Soal Latihan a:
Jawablah pertanyaan berikut berdasarkan obituari Fredric Jameson di bawah ini.
(i) Pada usia berapa dan pada tanggal berapa Fredric Jameson meninggal?
(ii) Pada tahun berapa Terry Eagleton pertama kali bertemu Fred Jameson?
(iii) Berapa tahun sebelum pertemuan itu Marxism and Form diterbitkan?

====== Kutipan Pilihan

Obituari Fredric Jameson, Terry Eagleton: Dia Kritikus Budaya Terbesar di Masanya

Kritikus Marxis asal Amerika Serikat (AS), Fredric Jameson meninggal di usia 90 tahun pada 22 September 2024. Kritikus sastra, Terry Eagleton, menuliskan sebuah obituari untuknya.

Brikolase.com – Saya pertama kali bertemu Fred Jameson pada tahun 1976, ketika dia mengundang saya untuk mengajar para mahasiswa pascasarjananya di University of California, San Diego. Sebelumnya, saya hanya mengetahui dia melalui karyanya Marxism and Form yang memukau.

Diterbitkan lima tahun sebelumnya, karya itu adalah kumpulan ulasan tajam tentang pemikir seperti Lukacs, Benjamin, Adorno, Ernst Bloch, dan lainnya. Judul buku itu sendiri merupakan tantangan bagi garis intelektual kritik Marxis yang vulgar dan membosankan.

============

Soal Latihan b: Sunting entri mulai dari baris yang memuat "indicate the shoreline, one dot per instance" sampai akhir entri: ganti "sea lion" dengan "fur seal" dan biarkan bagian lainnya tetap sama.

====== Cuplikan Entri

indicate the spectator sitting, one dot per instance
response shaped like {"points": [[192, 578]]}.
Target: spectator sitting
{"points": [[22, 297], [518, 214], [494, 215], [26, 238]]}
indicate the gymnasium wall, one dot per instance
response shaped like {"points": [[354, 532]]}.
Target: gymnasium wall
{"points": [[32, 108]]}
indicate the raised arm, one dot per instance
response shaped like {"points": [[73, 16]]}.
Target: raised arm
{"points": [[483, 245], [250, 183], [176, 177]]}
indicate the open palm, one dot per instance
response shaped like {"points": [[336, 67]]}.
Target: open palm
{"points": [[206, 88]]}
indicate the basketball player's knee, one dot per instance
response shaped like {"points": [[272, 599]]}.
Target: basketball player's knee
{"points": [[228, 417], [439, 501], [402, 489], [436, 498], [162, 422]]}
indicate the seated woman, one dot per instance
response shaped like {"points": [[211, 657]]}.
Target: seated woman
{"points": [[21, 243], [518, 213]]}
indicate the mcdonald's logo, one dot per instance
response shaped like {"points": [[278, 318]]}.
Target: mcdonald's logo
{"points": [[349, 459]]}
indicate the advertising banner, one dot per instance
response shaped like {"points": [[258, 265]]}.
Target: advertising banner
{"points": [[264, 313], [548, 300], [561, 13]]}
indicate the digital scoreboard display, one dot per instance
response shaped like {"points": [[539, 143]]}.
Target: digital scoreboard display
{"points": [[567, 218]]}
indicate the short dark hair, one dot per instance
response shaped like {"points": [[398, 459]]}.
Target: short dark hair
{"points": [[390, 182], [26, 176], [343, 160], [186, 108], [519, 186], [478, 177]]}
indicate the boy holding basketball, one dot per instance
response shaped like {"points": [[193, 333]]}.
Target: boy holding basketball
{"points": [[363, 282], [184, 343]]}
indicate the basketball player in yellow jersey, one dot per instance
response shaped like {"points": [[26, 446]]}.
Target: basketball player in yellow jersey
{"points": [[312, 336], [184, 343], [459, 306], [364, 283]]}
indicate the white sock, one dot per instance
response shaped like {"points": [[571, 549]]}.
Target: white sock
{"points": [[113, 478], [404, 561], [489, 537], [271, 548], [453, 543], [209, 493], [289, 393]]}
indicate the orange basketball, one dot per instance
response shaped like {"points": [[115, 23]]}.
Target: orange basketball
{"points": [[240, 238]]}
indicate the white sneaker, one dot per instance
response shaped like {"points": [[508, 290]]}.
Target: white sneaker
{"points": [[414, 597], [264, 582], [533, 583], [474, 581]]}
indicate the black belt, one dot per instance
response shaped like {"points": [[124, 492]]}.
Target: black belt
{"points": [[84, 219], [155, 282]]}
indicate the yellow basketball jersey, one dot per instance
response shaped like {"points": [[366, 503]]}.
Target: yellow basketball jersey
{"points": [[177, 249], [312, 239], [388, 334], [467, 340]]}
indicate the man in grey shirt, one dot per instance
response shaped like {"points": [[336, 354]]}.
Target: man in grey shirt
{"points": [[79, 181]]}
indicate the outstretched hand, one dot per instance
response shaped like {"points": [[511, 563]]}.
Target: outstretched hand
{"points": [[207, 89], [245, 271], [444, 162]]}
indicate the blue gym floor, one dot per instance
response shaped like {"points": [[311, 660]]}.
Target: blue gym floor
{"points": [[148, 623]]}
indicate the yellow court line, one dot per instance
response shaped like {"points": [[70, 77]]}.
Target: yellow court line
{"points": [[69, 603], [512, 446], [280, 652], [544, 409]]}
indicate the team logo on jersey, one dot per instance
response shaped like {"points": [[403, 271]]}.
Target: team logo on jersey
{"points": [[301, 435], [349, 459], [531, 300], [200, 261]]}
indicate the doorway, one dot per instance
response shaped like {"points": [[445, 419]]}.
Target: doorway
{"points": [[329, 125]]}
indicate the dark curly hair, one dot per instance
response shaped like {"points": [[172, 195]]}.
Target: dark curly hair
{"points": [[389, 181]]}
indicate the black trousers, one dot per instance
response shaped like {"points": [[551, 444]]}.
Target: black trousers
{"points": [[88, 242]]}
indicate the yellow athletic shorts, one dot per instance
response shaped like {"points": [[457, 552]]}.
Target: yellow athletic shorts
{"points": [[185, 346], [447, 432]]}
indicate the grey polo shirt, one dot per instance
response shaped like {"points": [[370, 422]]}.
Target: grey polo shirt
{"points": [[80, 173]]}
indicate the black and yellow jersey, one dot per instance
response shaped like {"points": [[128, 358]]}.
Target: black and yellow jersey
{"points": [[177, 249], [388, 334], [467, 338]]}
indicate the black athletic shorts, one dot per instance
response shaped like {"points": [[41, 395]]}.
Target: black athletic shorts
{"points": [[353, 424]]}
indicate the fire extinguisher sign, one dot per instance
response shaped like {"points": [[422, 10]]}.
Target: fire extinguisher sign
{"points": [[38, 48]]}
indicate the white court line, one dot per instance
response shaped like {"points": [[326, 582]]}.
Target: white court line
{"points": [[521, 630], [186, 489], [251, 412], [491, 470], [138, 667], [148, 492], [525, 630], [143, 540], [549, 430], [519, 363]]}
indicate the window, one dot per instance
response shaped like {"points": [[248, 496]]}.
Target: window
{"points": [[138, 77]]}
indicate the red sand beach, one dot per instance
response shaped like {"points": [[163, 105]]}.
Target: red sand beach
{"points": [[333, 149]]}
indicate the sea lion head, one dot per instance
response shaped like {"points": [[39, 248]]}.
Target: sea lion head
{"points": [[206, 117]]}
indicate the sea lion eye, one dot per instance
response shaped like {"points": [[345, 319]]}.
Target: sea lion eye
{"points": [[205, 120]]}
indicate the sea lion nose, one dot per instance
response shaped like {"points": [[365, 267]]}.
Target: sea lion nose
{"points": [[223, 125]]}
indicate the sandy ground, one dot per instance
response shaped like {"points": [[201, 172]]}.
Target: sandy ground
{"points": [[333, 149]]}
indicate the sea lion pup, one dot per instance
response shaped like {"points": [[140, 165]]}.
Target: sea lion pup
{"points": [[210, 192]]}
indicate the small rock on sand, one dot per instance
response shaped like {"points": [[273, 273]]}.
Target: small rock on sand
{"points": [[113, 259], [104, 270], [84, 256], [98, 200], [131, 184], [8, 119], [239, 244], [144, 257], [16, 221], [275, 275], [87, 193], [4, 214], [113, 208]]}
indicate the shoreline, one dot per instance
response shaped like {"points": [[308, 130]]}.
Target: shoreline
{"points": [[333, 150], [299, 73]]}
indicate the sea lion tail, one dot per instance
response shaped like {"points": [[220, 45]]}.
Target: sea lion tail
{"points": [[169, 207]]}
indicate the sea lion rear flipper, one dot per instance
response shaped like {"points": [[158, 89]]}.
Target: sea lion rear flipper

============

Jawaban Soal a:
(i) Ia meninggal pada usia 90 tahun, pada 22 September 2024.
(ii) Pada tahun 1976.
(iii) Lima tahun sebelumnya.

Jawaban Soal b:
indicate the shoreline, one dot per instance
response shaped like {"points": [[308, 130]]}.
Target: shoreline
{"points": [[333, 150], [299, 73]]}
indicate the fur seal tail, one dot per instance
response shaped like {"points": [[220, 45]]}.
Target: fur seal tail
{"points": [[169, 207]]}
indicate the fur seal rear flipper, one dot per instance
response shaped like {"points": [[158, 89]]}.
Target: fur seal rear flipper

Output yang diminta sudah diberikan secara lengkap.